→ GOAL OF THE EXERCISE: Rewrite every line of the data from the line containing "# locate dense" through the last line, both ends included. Shift each point by adding 126 to both of its coordinates.

[Begin]

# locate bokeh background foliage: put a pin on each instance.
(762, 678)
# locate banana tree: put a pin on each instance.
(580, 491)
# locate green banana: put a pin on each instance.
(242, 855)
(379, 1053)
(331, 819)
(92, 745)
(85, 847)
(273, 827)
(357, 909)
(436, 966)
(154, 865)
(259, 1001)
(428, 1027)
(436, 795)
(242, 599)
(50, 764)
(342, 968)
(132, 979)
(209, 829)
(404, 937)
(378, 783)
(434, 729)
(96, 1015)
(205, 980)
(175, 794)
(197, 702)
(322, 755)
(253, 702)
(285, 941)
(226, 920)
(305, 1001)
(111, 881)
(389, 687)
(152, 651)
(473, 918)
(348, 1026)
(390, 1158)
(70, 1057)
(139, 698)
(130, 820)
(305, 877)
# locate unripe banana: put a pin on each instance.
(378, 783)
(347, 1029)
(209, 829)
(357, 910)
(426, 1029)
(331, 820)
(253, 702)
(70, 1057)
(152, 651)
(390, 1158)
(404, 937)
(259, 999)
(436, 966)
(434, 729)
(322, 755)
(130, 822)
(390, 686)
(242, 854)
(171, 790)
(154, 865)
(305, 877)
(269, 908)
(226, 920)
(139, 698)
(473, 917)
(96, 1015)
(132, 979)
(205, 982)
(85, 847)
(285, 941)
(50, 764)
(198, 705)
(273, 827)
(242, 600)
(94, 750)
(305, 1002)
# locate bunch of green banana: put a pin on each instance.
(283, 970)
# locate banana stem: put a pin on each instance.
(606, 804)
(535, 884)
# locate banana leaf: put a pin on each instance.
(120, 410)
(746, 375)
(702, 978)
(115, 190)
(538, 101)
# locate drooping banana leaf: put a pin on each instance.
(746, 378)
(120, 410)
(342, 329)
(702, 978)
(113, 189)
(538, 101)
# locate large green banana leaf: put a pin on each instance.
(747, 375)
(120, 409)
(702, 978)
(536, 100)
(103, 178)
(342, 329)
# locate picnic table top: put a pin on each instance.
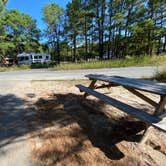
(140, 84)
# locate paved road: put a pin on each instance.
(44, 74)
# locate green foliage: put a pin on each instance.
(19, 33)
(53, 17)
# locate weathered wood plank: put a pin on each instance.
(137, 113)
(145, 85)
(143, 97)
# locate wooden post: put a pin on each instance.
(92, 86)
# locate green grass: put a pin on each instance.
(128, 61)
(14, 68)
(160, 76)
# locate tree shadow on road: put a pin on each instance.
(103, 132)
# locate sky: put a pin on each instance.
(34, 8)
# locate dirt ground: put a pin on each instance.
(74, 131)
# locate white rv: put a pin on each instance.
(32, 58)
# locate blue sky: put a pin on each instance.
(34, 8)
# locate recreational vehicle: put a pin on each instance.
(32, 58)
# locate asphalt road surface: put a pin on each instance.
(44, 74)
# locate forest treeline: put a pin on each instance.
(87, 29)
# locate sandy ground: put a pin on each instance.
(59, 128)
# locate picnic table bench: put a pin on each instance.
(135, 86)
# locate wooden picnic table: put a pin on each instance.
(135, 86)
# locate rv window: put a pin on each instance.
(26, 58)
(20, 58)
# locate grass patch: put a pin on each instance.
(129, 61)
(14, 68)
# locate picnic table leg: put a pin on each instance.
(159, 110)
(161, 106)
(92, 86)
(146, 134)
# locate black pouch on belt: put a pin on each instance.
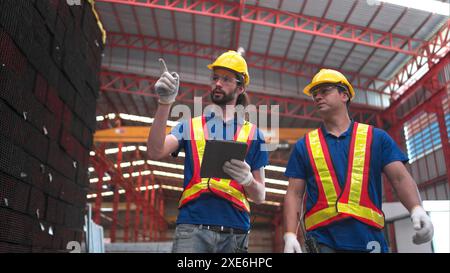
(312, 246)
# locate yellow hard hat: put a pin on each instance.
(329, 76)
(233, 61)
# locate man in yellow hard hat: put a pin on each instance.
(214, 213)
(339, 166)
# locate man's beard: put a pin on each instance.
(224, 99)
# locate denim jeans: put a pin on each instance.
(193, 239)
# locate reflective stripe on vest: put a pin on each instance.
(354, 200)
(225, 188)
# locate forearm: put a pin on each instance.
(291, 210)
(256, 191)
(157, 135)
(407, 192)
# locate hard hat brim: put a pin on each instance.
(309, 87)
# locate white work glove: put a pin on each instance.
(167, 85)
(422, 224)
(291, 244)
(239, 171)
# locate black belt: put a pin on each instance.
(223, 229)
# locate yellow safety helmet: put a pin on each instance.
(329, 76)
(232, 60)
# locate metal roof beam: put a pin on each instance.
(284, 20)
(288, 107)
(255, 60)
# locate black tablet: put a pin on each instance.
(217, 152)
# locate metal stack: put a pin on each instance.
(50, 55)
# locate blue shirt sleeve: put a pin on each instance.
(180, 131)
(257, 157)
(296, 167)
(390, 150)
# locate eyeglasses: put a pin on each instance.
(323, 91)
(224, 79)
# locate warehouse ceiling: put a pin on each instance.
(285, 43)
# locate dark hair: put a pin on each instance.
(240, 78)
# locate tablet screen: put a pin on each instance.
(217, 152)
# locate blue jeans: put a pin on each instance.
(194, 239)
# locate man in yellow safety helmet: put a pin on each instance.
(214, 213)
(339, 165)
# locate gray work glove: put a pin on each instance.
(167, 85)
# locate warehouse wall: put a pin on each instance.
(50, 56)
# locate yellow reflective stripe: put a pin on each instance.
(224, 186)
(322, 168)
(245, 132)
(195, 188)
(199, 137)
(359, 157)
(320, 216)
(362, 212)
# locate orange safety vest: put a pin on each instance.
(225, 188)
(333, 203)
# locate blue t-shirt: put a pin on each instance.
(210, 209)
(347, 234)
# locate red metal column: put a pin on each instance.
(137, 212)
(161, 212)
(145, 210)
(128, 190)
(151, 211)
(116, 195)
(98, 198)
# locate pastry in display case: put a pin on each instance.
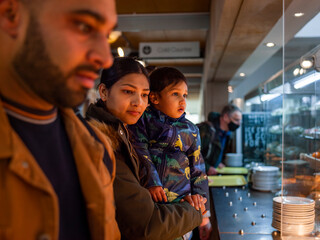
(292, 136)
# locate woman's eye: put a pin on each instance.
(84, 27)
(128, 91)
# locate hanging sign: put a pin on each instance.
(169, 49)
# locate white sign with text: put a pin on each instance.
(169, 49)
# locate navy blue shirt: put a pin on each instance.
(50, 146)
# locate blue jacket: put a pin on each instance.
(172, 148)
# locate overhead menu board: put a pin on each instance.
(254, 136)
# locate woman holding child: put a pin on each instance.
(124, 91)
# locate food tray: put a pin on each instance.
(232, 170)
(226, 180)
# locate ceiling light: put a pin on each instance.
(142, 63)
(298, 14)
(296, 72)
(267, 97)
(301, 71)
(270, 44)
(113, 36)
(120, 52)
(306, 80)
(307, 63)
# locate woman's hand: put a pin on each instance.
(158, 194)
(196, 201)
(212, 171)
(205, 229)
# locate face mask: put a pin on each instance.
(232, 126)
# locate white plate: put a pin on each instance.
(289, 200)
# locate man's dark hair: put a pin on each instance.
(165, 76)
(229, 109)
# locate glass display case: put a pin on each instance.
(286, 112)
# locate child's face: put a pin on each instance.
(127, 98)
(172, 100)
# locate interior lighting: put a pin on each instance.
(301, 71)
(120, 52)
(142, 63)
(268, 97)
(270, 44)
(113, 36)
(306, 80)
(307, 63)
(296, 72)
(300, 14)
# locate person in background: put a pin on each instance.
(53, 181)
(124, 90)
(170, 143)
(215, 136)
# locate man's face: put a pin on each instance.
(64, 47)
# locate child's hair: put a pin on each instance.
(165, 76)
(121, 67)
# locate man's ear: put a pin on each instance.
(104, 92)
(9, 16)
(154, 98)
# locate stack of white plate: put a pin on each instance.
(293, 215)
(265, 178)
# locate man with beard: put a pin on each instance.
(215, 136)
(53, 183)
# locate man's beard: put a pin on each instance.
(34, 66)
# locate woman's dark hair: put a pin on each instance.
(165, 76)
(121, 67)
(229, 109)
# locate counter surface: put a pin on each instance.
(250, 211)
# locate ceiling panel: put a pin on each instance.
(163, 6)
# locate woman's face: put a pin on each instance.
(127, 98)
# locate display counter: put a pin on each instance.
(242, 213)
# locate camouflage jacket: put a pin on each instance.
(172, 148)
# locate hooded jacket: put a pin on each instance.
(28, 203)
(172, 148)
(138, 217)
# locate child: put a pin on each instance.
(170, 142)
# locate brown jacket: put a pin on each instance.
(28, 203)
(138, 216)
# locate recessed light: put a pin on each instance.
(307, 63)
(300, 14)
(270, 44)
(120, 51)
(296, 72)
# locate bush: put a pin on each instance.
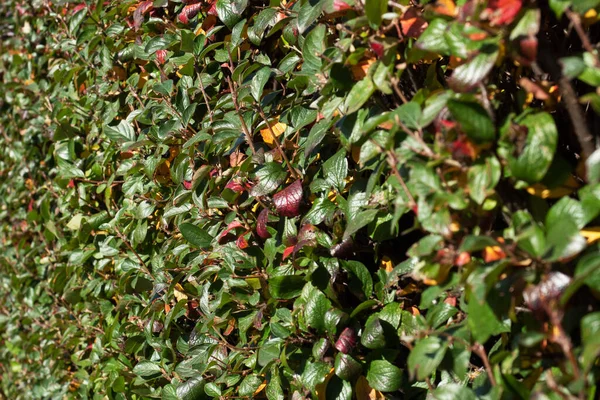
(331, 199)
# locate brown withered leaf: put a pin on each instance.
(287, 201)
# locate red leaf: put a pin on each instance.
(241, 242)
(340, 5)
(235, 186)
(232, 225)
(528, 49)
(189, 12)
(306, 237)
(213, 8)
(288, 250)
(346, 341)
(377, 48)
(412, 23)
(138, 14)
(502, 12)
(160, 56)
(287, 202)
(462, 259)
(261, 224)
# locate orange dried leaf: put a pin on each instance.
(445, 7)
(386, 264)
(275, 127)
(365, 392)
(493, 253)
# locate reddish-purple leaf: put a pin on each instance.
(232, 225)
(189, 12)
(306, 237)
(235, 186)
(161, 56)
(346, 341)
(288, 250)
(261, 224)
(287, 202)
(241, 242)
(138, 14)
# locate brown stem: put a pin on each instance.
(480, 351)
(287, 161)
(585, 41)
(206, 100)
(239, 113)
(142, 263)
(549, 62)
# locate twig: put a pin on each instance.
(480, 351)
(287, 161)
(585, 41)
(239, 113)
(393, 162)
(206, 101)
(142, 263)
(569, 97)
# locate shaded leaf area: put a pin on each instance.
(328, 199)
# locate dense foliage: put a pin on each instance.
(327, 199)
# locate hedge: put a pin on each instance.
(327, 199)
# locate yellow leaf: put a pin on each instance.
(387, 264)
(178, 292)
(568, 187)
(366, 392)
(321, 388)
(260, 388)
(277, 127)
(592, 234)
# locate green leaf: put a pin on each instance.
(473, 119)
(77, 19)
(286, 286)
(426, 356)
(259, 81)
(195, 235)
(346, 367)
(269, 177)
(374, 335)
(147, 369)
(249, 385)
(453, 391)
(314, 374)
(375, 10)
(433, 38)
(542, 138)
(313, 48)
(121, 133)
(384, 376)
(482, 321)
(335, 170)
(360, 277)
(192, 389)
(359, 95)
(359, 221)
(308, 14)
(274, 391)
(230, 11)
(315, 308)
(466, 76)
(483, 178)
(593, 167)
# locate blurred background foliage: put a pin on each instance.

[End]

→ SOLUTION FOR THIS TASK:
# locate dense foliage: put a pin on each instance.
(453, 325)
# locate hedge: put a pin on each instance.
(453, 325)
# locate yellow leaf: put a pin on each instance.
(513, 390)
(304, 418)
(694, 313)
(492, 518)
(447, 514)
(386, 514)
(403, 253)
(718, 360)
# locate green leaf: put a pin on each instance.
(599, 245)
(203, 145)
(412, 412)
(552, 482)
(385, 207)
(321, 361)
(472, 493)
(395, 303)
(500, 461)
(273, 495)
(375, 511)
(579, 517)
(440, 500)
(501, 136)
(559, 164)
(668, 264)
(439, 174)
(247, 259)
(510, 502)
(608, 447)
(461, 296)
(486, 403)
(318, 515)
(485, 221)
(485, 347)
(434, 140)
(400, 517)
(356, 137)
(441, 434)
(592, 202)
(609, 304)
(719, 293)
# locate blurred background foliage: put a pin on each instance.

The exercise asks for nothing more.